_Problem_
Convert the stretch of the records from the line containing "TARGET: ceiling fan blade" through the end of the records into a Markdown table with columns headed Row and Line. Number each row and omit blank lines.

_Material provided_
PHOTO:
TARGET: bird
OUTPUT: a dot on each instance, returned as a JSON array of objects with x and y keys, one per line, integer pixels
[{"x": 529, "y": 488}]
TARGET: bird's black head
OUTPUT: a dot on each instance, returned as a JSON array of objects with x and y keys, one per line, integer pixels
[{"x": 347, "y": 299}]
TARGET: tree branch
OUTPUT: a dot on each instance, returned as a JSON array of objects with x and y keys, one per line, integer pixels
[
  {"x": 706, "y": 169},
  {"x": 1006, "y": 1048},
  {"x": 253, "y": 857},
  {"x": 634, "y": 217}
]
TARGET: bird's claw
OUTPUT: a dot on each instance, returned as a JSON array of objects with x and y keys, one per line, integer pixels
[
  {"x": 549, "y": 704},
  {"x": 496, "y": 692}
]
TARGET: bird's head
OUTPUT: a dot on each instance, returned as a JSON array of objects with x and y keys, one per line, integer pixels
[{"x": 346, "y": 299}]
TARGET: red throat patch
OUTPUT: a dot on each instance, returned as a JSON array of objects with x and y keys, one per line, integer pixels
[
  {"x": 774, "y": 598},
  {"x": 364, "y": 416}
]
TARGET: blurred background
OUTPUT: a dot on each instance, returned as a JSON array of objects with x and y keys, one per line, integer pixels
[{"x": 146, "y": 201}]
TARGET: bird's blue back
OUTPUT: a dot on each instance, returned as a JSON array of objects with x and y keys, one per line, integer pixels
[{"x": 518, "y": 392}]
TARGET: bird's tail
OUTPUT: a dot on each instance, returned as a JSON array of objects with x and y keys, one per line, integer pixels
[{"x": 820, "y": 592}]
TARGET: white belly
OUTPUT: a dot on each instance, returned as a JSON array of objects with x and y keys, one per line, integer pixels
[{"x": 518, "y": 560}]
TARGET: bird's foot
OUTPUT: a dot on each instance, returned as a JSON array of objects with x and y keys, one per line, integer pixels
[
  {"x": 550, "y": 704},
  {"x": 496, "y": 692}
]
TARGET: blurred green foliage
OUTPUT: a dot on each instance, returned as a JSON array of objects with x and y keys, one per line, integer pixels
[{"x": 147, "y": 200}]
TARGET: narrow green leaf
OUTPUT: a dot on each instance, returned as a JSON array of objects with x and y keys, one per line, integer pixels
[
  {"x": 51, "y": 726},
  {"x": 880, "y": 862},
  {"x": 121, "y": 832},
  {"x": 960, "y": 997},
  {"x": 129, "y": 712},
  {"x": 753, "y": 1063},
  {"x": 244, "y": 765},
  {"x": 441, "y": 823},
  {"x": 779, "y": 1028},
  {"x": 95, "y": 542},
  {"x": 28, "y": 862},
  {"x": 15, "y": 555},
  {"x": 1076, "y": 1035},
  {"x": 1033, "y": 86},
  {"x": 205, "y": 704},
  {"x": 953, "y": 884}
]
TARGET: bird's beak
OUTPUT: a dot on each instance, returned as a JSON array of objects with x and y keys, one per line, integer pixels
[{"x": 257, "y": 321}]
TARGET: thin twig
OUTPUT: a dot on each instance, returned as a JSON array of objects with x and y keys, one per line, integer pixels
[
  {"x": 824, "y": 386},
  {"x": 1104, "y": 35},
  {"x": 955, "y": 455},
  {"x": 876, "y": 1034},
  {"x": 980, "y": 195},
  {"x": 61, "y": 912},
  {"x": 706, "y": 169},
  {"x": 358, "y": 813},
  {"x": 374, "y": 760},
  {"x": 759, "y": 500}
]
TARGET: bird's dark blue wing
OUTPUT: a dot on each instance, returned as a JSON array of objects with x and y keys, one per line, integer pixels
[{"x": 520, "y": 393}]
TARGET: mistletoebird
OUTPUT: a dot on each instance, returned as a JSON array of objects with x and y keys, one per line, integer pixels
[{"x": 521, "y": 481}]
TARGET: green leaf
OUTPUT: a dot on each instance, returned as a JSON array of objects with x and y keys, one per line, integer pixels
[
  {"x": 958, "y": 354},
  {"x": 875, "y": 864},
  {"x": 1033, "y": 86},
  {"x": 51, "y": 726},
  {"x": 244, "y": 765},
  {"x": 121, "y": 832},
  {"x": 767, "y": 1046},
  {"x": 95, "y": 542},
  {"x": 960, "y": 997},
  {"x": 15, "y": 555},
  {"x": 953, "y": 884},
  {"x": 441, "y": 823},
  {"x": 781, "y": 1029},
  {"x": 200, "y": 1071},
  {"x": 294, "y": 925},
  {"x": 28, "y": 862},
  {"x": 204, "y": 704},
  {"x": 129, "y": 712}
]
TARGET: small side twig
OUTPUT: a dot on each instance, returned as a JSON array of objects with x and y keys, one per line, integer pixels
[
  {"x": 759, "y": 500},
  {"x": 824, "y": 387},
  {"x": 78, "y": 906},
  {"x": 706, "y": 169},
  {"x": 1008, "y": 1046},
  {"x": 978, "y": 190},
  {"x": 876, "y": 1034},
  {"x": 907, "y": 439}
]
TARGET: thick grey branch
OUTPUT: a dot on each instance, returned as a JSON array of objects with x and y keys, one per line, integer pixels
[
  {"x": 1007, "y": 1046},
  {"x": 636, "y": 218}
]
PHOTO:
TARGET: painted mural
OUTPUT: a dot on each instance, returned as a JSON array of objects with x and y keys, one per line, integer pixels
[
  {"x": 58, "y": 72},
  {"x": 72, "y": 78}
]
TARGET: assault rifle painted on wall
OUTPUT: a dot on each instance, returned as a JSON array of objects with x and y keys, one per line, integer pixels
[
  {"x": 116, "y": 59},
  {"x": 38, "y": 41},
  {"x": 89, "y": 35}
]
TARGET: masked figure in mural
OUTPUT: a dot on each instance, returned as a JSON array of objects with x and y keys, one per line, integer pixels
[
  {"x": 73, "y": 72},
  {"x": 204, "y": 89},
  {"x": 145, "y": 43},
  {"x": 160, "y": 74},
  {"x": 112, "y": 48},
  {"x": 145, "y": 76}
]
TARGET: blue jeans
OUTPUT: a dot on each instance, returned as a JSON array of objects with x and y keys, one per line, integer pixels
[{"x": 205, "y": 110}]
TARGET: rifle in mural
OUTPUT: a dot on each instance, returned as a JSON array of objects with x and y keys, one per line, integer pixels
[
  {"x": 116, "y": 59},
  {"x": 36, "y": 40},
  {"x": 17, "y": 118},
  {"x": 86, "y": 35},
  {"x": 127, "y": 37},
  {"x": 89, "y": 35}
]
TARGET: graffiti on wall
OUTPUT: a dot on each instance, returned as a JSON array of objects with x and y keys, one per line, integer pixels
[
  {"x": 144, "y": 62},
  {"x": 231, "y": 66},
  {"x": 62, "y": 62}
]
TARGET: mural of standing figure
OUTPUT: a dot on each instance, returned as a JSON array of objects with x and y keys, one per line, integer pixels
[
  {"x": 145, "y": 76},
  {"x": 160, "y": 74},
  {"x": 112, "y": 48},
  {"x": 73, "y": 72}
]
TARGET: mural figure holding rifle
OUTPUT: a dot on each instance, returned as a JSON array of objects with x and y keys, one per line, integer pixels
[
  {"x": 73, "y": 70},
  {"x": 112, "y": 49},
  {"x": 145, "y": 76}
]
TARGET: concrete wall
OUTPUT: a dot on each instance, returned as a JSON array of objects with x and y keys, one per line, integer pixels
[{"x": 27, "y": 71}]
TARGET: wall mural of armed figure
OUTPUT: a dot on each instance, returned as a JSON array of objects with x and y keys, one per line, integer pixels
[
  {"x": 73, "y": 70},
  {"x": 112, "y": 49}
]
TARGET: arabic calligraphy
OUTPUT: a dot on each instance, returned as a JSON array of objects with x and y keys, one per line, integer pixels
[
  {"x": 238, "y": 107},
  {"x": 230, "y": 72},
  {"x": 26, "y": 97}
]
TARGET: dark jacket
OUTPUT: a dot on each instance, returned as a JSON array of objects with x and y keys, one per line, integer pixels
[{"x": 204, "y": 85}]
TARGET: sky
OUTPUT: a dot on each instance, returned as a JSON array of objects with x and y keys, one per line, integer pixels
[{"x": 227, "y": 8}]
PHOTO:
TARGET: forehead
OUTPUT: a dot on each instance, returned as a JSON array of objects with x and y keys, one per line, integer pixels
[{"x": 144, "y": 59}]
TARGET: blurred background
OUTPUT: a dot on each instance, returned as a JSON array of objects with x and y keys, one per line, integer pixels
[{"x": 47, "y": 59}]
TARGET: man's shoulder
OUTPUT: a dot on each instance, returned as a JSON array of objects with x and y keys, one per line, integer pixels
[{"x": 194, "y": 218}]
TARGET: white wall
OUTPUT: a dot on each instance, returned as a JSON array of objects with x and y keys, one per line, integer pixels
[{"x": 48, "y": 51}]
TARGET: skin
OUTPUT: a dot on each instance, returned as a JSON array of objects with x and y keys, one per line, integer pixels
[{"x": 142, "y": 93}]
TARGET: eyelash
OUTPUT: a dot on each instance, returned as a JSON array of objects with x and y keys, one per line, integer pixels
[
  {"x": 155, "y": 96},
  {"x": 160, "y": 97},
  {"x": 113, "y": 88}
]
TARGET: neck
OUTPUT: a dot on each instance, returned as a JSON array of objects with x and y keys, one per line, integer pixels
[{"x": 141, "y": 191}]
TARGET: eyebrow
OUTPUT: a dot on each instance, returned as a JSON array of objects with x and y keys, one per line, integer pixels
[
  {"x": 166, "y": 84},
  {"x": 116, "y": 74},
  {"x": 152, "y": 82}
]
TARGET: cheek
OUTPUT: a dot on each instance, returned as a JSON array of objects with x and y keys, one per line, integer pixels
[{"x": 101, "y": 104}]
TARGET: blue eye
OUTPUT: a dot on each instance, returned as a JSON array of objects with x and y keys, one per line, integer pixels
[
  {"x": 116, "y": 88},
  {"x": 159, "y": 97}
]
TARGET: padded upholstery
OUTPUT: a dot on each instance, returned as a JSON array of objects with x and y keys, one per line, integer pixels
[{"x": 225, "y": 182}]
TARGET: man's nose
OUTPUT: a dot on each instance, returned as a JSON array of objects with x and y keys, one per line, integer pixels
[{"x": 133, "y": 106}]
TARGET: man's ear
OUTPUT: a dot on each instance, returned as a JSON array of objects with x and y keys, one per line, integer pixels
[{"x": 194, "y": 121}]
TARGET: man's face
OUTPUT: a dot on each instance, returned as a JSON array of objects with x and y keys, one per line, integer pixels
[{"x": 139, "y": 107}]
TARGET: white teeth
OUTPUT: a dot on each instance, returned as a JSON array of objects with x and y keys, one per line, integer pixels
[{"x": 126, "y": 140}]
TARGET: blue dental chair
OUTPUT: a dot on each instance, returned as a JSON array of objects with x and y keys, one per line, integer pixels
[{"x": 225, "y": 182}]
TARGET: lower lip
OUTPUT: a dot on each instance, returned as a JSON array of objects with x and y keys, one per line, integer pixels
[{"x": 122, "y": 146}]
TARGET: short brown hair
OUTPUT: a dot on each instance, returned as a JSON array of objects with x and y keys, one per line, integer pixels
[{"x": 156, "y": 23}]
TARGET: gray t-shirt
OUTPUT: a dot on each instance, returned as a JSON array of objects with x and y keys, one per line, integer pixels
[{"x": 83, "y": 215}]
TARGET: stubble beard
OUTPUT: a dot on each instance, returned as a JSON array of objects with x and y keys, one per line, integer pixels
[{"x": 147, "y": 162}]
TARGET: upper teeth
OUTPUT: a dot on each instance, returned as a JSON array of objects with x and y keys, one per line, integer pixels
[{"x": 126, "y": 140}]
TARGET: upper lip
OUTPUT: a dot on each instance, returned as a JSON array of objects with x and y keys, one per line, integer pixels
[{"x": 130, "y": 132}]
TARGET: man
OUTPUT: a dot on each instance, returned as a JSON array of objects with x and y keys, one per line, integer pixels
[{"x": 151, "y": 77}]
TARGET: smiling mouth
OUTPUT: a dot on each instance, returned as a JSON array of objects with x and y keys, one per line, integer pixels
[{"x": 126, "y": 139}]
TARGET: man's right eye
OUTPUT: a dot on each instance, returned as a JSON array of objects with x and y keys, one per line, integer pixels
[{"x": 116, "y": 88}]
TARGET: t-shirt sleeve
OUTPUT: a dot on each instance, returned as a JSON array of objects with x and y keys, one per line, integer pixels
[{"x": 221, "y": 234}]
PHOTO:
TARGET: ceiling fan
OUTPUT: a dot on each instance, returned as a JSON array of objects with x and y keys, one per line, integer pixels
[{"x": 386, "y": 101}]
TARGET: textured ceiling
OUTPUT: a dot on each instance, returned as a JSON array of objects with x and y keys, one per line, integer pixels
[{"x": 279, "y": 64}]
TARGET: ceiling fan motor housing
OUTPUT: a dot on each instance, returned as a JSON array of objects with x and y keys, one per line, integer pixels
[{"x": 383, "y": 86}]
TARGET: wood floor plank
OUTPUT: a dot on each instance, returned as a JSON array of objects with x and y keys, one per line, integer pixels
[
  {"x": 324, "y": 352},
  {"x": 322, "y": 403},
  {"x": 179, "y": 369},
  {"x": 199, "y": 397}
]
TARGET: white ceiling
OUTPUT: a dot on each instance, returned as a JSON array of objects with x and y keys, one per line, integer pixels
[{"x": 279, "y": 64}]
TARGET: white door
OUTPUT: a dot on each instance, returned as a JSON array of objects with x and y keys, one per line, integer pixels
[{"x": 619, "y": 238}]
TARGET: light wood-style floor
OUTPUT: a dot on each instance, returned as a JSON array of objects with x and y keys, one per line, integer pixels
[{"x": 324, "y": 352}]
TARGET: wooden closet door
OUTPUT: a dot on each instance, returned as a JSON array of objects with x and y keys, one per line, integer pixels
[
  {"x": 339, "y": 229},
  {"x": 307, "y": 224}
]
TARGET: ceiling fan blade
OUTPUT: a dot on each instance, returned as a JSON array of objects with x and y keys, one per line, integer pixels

_Full response_
| Row | Line |
|---|---|
| 1 | TARGET: ceiling fan blade |
| 2 | OUTPUT: a dot on each instance, returned as a JSON array of objects with x and y keys, one per line, integer pixels |